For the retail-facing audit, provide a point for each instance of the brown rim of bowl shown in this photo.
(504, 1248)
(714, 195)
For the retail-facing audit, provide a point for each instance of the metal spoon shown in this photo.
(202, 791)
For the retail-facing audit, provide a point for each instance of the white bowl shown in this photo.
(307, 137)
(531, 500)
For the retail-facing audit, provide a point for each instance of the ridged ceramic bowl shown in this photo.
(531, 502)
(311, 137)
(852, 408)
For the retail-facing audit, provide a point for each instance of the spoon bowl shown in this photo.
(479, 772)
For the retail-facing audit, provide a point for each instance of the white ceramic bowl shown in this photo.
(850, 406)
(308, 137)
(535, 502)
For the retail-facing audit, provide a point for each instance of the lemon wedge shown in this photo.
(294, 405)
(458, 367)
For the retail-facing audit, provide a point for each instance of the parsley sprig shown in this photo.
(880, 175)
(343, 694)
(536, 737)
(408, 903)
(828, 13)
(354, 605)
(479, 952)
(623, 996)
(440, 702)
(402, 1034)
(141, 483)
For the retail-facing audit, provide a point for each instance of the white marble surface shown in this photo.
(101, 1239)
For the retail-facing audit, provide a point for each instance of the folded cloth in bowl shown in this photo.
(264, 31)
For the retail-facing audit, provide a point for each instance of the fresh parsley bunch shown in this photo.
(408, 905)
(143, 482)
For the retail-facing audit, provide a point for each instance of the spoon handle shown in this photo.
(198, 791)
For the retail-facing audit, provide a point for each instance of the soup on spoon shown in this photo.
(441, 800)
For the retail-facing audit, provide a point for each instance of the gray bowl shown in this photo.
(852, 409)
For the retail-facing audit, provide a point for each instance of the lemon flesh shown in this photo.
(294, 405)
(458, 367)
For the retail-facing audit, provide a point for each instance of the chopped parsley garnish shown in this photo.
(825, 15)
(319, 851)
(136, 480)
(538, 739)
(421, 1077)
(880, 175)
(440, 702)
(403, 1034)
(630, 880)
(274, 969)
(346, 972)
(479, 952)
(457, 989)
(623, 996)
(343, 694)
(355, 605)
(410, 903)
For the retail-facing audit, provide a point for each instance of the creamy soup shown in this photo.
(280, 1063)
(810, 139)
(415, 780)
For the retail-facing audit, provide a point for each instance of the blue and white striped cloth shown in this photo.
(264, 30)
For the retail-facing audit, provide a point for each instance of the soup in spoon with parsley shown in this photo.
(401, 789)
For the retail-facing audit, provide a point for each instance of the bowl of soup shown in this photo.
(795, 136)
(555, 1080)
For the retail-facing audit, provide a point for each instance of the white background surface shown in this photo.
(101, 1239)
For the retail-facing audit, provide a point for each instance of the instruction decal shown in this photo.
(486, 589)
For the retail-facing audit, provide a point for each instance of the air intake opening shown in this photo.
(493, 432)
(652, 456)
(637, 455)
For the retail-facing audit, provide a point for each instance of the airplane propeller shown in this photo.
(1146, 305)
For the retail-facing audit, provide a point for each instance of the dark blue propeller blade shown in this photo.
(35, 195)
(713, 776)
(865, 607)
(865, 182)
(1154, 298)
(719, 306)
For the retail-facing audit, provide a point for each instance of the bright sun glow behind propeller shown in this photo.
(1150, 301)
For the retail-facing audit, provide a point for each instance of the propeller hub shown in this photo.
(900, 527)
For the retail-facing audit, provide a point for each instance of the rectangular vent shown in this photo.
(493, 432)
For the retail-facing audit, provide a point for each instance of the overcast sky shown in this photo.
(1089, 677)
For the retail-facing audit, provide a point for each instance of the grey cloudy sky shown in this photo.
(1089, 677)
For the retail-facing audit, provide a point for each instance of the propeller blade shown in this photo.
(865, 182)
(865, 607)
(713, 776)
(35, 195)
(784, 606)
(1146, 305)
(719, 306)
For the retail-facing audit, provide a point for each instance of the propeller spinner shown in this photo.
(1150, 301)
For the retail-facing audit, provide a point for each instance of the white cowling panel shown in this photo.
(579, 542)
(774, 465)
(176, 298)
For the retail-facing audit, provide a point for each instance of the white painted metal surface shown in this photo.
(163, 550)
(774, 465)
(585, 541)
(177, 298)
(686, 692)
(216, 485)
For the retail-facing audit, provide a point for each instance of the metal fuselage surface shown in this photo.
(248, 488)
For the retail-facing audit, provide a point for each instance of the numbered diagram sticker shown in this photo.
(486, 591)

**AIM**
Update the records by swapping every occurrence of "retail-facing audit" for "catalog review", and reproduce all lines otherwise unchanged.

**PROBLEM SOLUTION**
For the catalog review, provide a point for each instance of the brown rim of bowl shown in this photo.
(504, 1248)
(714, 195)
For the catalog review, provide a point for each instance of the metal spoon shown in this photo.
(202, 791)
For the catalog review, provide a point for each instance of the white bowl shown in this photo.
(307, 137)
(531, 500)
For the catalog review, provide a point for each instance of the ridged ceramic bowl shown in this photo.
(531, 502)
(311, 137)
(852, 408)
For the catalog review, provide a point for each instance of the spoon bowl shown in this photo.
(479, 772)
For the catalog review, provide a point for each instance of the white ceramic bowl shown in this photo.
(850, 406)
(308, 137)
(535, 502)
For the catalog review, provide a point for each instance of the lemon wedge shown in this photo.
(294, 405)
(458, 367)
For the catalog review, provide a point for each instance of the parsley sprig shown in this photo.
(880, 175)
(343, 694)
(536, 737)
(408, 903)
(828, 13)
(354, 605)
(479, 952)
(623, 996)
(440, 702)
(402, 1034)
(141, 483)
For the catalog review, provide a point for each instance of the white marble surface shown in this photo.
(101, 1239)
For the catalog review, provide a point for each instance of the folded cloth in bowl shown in this photo.
(264, 31)
For the catalog review, provide a point for each instance of the fresh parsley bunch shown in this photo.
(408, 905)
(143, 482)
For the catalog review, provide a point for each instance of the spoon handle shown in this photo.
(198, 791)
For the catalog review, provide a point for each instance of the soup on spoon shown in this photo.
(441, 800)
For the catalog review, provide a point for each instance of the gray bowl shown in this photo.
(852, 409)
For the catalog review, provide a point for each instance of the lemon flesh shown in this photo.
(294, 405)
(458, 367)
For the catalog review, provide a point for each instance of the chopped parsley garnish shown in this photo.
(825, 15)
(319, 851)
(136, 480)
(538, 739)
(421, 1077)
(880, 175)
(440, 702)
(403, 1034)
(630, 880)
(274, 969)
(346, 972)
(479, 952)
(457, 989)
(623, 996)
(343, 694)
(355, 605)
(410, 903)
For the catalog review, provide a point for each instance of the creamy soup shown in this photo.
(280, 1063)
(810, 139)
(415, 780)
For the catalog review, provide a point for each instance of the blue and white striped cloth shown in this photo.
(264, 30)
For the catalog review, provide a point for each instance of the soup in spoon with parsley shown in this photo.
(401, 789)
For the catalog review, provide a point for each instance of the bowl of soup shown in this photo.
(795, 136)
(555, 1080)
For the catalog review, provide a point for each instance of the white background surface shown in this photo.
(101, 1239)
For the catalog review, provide a point for each instance of the instruction decal shown in this photo.
(486, 589)
For the catalog review, provide a point for each instance of the air intake opening shown in this photo.
(493, 432)
(652, 456)
(637, 455)
For the catalog review, provide a point for each instance of the airplane propeller shown in this photo.
(1146, 305)
For the catalog review, provide a point for each instance of the dark blue propeller blade shown in this photo.
(35, 195)
(713, 776)
(865, 607)
(865, 182)
(1154, 298)
(719, 306)
For the catalog review, provide a point for each instance of the bright sun glow behind propeller shown in this photo.
(1150, 301)
For the catalog review, provide a point for each instance of the propeller hub shown in this photo.
(900, 527)
For the catalog review, provide a point for each instance of the rectangular vent shown in this photo.
(493, 432)
For the catalog review, provide a point for each instance of the overcast sky shown in this photo.
(1089, 677)
For the catalog review, provide a point for each instance of the grey cloudy sky shown in this photo.
(1089, 677)
For the catalog review, provide a point for each instance of the propeller blade shown in this photo.
(865, 182)
(865, 607)
(713, 776)
(35, 195)
(784, 606)
(1146, 305)
(719, 306)
For the catalog review, provide a point for each instance of the propeller spinner shown in this photo.
(1150, 301)
For the catalog review, provide a point for each instance of the white cowling panel shown in this photo.
(579, 542)
(774, 465)
(176, 298)
For the catalog review, provide a point for each instance of the white painted metal surface shown in this photo.
(163, 550)
(774, 465)
(585, 541)
(177, 298)
(686, 692)
(216, 485)
For the catalog review, provide a point for each instance of the metal fuselage surface shown in this photo.
(248, 488)
For the catalog review, provide a point for each instance of the numbered diagram sticker shown in this photo.
(486, 591)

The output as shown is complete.